** DATA TO USE follows **

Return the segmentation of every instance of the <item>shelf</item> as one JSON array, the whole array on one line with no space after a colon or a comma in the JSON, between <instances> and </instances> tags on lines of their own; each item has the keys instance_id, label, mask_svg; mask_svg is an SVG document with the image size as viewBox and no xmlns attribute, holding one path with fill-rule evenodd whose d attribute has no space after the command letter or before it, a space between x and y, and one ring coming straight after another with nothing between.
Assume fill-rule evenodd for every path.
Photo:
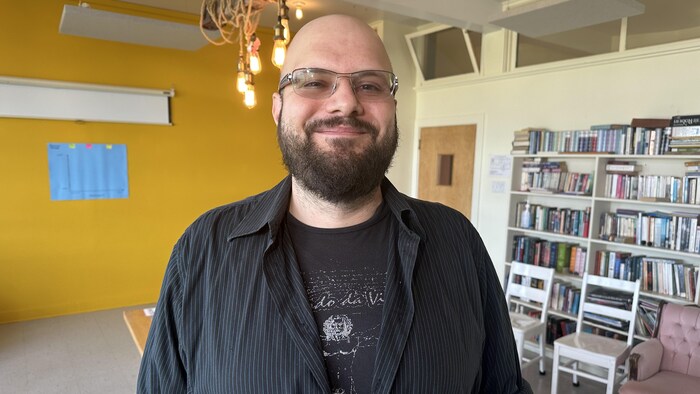
<instances>
[{"instance_id":1,"label":"shelf","mask_svg":"<svg viewBox=\"0 0 700 394\"><path fill-rule=\"evenodd\" d=\"M535 157L551 157L557 159L625 159L625 160L700 160L700 155L618 155L614 153L603 152L539 152L534 155L511 155L517 158L535 158Z\"/></svg>"},{"instance_id":2,"label":"shelf","mask_svg":"<svg viewBox=\"0 0 700 394\"><path fill-rule=\"evenodd\" d=\"M593 323L592 321L586 320L585 318L583 319L583 325L584 325L584 326L596 327L596 328L600 328L601 330L610 331L610 332L614 332L614 333L616 333L616 334L620 334L620 335L627 336L627 331L622 331L622 330L620 330L620 329L618 329L618 328L608 327L608 326L606 326L606 325L604 325L604 324Z\"/></svg>"},{"instance_id":3,"label":"shelf","mask_svg":"<svg viewBox=\"0 0 700 394\"><path fill-rule=\"evenodd\" d=\"M538 193L538 192L524 192L520 190L513 190L510 192L514 196L527 196L527 197L554 197L561 199L571 199L590 202L591 197L587 194L566 194L566 193Z\"/></svg>"},{"instance_id":4,"label":"shelf","mask_svg":"<svg viewBox=\"0 0 700 394\"><path fill-rule=\"evenodd\" d=\"M569 312L563 312L563 311L560 311L557 309L551 309L551 308L549 309L549 312L547 312L547 313L550 315L559 316L559 317L563 317L565 319L570 319L570 320L576 320L576 318L578 317L578 316L573 315Z\"/></svg>"},{"instance_id":5,"label":"shelf","mask_svg":"<svg viewBox=\"0 0 700 394\"><path fill-rule=\"evenodd\" d=\"M524 306L524 307L529 308L529 309L535 309L538 311L542 310L542 305L535 304L534 302L523 301L523 300L519 300L516 298L511 298L510 302L512 302L513 304L516 304L516 305Z\"/></svg>"},{"instance_id":6,"label":"shelf","mask_svg":"<svg viewBox=\"0 0 700 394\"><path fill-rule=\"evenodd\" d=\"M620 204L631 204L631 205L654 205L656 207L667 207L671 209L690 209L690 210L700 210L700 205L697 204L679 204L674 202L665 201L641 201L641 200L625 200L623 198L611 198L611 197L596 197L596 201L614 202Z\"/></svg>"},{"instance_id":7,"label":"shelf","mask_svg":"<svg viewBox=\"0 0 700 394\"><path fill-rule=\"evenodd\" d=\"M573 242L577 242L577 243L588 241L588 238L579 237L579 236L576 236L576 235L552 233L552 232L549 232L549 231L532 230L532 229L529 229L529 228L508 227L508 230L510 230L510 231L518 231L518 232L521 232L521 233L523 233L523 234L540 235L540 236L546 237L546 238L558 237L558 238L561 238L561 239L567 239L567 240L570 240L570 241L573 241Z\"/></svg>"},{"instance_id":8,"label":"shelf","mask_svg":"<svg viewBox=\"0 0 700 394\"><path fill-rule=\"evenodd\" d=\"M693 300L689 300L687 298L683 297L677 297L677 296L672 296L672 295L666 295L666 294L659 294L655 293L653 291L648 291L648 290L640 290L639 295L643 295L645 297L649 298L655 298L657 300L664 300L672 303L693 303Z\"/></svg>"}]
</instances>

** End of DATA TO USE **

Determine the number of lines in the data that include the string "every". Only that number belongs in the answer.

2